Search the listing below for the string "target" and show each line that contains it.

== SUPPLIED DATA ==

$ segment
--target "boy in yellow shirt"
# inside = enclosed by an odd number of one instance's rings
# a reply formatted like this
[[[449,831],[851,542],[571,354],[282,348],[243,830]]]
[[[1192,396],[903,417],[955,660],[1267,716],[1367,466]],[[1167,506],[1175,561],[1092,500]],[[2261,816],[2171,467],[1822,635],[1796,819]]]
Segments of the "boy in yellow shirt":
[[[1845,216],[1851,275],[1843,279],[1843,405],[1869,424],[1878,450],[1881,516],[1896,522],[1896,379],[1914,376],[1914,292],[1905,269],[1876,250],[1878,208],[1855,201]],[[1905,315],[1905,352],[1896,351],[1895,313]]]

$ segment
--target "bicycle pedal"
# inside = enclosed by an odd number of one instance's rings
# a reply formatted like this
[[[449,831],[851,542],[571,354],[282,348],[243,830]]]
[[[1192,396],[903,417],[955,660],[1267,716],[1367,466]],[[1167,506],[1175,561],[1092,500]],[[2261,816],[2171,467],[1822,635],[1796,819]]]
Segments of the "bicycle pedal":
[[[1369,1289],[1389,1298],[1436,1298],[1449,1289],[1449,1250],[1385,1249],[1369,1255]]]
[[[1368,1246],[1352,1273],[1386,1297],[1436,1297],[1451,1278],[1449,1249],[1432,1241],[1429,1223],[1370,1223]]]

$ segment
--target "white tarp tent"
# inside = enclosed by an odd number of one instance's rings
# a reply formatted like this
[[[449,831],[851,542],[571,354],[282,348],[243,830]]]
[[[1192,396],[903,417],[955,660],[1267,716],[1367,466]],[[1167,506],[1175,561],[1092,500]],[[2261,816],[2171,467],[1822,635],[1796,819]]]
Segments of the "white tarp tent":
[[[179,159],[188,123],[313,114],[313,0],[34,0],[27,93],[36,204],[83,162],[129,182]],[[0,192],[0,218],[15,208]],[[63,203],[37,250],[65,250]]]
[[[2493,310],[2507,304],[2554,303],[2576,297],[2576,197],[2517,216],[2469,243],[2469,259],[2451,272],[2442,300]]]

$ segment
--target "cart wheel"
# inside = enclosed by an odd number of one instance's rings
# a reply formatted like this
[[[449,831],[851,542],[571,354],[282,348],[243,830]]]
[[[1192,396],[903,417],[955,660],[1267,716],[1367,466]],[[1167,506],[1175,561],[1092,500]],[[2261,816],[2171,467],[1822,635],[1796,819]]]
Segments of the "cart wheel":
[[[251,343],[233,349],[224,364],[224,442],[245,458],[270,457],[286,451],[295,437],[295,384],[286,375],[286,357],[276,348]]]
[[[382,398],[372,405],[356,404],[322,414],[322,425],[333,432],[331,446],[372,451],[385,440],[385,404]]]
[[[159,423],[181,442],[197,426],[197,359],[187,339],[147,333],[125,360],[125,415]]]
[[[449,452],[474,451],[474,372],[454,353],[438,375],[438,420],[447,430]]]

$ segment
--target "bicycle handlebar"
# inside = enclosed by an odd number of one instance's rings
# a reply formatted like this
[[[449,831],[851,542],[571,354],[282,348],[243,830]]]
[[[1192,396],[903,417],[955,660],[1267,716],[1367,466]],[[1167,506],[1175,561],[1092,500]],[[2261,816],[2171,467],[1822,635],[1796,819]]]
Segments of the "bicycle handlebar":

===

• **RESPONSE TO THIS EXERCISE**:
--target "boy in yellow shirt"
--target "bicycle pedal"
--target "white tarp tent"
--target "cart wheel"
--target "bicycle handlebar"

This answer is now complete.